__SET PROBLEM__
Will you quote only the lines starting at the one that contains "[tag] wooden cutting" and ending with the last line of the listing below, inclusive?

__DATA PROVIDED__
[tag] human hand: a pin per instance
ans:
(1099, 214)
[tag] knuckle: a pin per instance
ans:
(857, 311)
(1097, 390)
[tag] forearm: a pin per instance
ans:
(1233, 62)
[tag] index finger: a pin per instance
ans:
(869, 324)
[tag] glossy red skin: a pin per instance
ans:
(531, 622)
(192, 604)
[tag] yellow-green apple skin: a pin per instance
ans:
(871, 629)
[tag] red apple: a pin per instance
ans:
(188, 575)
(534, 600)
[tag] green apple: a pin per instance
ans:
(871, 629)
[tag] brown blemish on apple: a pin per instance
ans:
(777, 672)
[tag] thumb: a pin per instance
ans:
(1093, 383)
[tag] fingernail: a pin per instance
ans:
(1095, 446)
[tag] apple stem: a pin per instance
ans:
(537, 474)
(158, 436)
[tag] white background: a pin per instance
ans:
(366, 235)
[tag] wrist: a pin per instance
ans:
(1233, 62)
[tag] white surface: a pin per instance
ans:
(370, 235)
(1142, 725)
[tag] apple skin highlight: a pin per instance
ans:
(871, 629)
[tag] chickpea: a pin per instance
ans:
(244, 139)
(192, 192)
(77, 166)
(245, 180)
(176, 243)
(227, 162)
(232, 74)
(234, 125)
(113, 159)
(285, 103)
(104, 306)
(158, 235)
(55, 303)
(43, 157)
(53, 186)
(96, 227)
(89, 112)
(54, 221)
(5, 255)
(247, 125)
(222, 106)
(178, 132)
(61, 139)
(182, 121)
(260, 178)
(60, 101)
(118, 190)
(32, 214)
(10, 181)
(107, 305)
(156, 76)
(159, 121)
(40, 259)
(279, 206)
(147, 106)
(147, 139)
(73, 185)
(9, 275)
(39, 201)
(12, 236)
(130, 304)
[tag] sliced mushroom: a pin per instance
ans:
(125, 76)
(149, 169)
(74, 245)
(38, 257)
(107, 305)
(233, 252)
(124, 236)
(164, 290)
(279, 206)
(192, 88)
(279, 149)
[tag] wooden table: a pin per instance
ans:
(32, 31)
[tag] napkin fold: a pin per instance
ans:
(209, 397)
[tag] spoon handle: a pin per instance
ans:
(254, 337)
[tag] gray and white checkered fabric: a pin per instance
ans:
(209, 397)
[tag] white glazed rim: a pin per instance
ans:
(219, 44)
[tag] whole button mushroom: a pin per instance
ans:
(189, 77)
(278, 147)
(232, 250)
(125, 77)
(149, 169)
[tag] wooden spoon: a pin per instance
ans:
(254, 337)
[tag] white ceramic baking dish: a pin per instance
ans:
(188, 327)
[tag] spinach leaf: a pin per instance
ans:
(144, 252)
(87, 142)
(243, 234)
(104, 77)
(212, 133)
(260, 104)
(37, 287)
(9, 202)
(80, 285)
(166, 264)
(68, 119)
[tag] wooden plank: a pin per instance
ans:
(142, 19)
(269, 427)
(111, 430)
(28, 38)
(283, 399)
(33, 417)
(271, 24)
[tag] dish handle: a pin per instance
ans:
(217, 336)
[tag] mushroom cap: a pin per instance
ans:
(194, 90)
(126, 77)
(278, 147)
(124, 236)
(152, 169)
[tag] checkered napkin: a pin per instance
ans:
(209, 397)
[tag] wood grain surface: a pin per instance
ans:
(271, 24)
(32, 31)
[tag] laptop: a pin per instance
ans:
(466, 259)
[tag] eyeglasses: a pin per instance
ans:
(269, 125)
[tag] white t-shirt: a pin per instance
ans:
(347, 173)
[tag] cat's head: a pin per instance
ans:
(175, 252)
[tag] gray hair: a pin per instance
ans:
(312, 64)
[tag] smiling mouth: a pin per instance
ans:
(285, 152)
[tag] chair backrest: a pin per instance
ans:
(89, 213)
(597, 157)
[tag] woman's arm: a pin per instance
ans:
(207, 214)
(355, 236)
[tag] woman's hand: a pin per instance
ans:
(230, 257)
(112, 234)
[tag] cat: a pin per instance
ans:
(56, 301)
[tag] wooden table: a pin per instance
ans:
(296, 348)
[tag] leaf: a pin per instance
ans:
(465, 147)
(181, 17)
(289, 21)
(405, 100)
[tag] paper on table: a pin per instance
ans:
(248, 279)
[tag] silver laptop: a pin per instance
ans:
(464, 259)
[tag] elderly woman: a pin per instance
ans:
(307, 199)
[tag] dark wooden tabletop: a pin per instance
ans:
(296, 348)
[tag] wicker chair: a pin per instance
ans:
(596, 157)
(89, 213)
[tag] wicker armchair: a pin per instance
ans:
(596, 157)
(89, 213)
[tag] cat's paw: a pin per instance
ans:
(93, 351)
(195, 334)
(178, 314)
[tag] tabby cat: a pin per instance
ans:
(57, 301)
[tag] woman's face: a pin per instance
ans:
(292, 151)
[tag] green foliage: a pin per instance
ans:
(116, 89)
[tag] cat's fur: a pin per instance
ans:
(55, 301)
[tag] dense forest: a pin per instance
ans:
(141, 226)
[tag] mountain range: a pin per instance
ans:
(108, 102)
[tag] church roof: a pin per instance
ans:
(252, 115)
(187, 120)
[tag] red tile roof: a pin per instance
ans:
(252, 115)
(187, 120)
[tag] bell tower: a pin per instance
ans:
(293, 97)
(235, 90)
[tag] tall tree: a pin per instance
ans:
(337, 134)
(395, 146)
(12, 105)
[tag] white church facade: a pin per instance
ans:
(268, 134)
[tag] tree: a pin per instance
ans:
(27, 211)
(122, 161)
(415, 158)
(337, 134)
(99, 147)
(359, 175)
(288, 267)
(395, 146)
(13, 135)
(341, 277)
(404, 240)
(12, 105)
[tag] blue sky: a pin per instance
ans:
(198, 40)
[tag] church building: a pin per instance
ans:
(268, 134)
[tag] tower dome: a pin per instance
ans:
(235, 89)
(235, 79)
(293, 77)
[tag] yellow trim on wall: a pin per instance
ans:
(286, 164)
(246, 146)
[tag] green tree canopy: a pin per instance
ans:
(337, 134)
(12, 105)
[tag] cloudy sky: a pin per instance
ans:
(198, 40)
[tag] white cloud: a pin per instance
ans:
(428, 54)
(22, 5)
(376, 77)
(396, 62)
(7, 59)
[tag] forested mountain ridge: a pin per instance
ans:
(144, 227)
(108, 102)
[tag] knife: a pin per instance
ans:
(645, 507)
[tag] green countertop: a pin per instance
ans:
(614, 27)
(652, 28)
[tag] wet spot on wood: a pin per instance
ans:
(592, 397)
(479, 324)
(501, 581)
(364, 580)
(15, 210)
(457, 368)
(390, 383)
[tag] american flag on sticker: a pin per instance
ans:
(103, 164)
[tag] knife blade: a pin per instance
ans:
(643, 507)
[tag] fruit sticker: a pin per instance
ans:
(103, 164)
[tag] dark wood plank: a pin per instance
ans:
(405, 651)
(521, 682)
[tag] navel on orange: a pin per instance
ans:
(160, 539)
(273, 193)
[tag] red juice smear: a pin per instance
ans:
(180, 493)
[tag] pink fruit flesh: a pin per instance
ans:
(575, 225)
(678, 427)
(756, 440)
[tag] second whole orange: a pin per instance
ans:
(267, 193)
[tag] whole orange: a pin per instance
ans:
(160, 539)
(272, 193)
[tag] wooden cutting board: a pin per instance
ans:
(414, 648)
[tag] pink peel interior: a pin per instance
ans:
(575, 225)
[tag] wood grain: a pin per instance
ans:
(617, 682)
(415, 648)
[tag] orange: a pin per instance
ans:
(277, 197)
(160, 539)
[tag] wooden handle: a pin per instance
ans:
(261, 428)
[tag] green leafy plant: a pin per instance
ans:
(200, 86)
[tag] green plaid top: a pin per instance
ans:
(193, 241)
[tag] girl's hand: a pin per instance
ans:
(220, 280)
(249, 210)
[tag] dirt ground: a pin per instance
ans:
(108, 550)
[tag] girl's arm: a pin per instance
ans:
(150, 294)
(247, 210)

__TASK OUTPUT__
[tag] wooden cutting board: a pin per instance
ans:
(414, 648)
[tag] pink peel interior: a pin per instance
ans:
(575, 225)
[tag] wood grain: a pin per instance
ans:
(617, 682)
(415, 648)
[tag] orange: a pin per instance
ans:
(277, 197)
(160, 539)
[tag] wooden handle: a pin per instance
ans:
(261, 428)
[tag] green leafy plant: a pin per instance
ans:
(200, 86)
[tag] green plaid top: a pin per instance
ans:
(193, 241)
[tag] girl's hand: a pin per instance
ans:
(220, 280)
(249, 210)
[tag] dirt ground: a pin per instance
ans:
(108, 550)
[tag] girl's arm: a pin per instance
ans:
(150, 294)
(247, 210)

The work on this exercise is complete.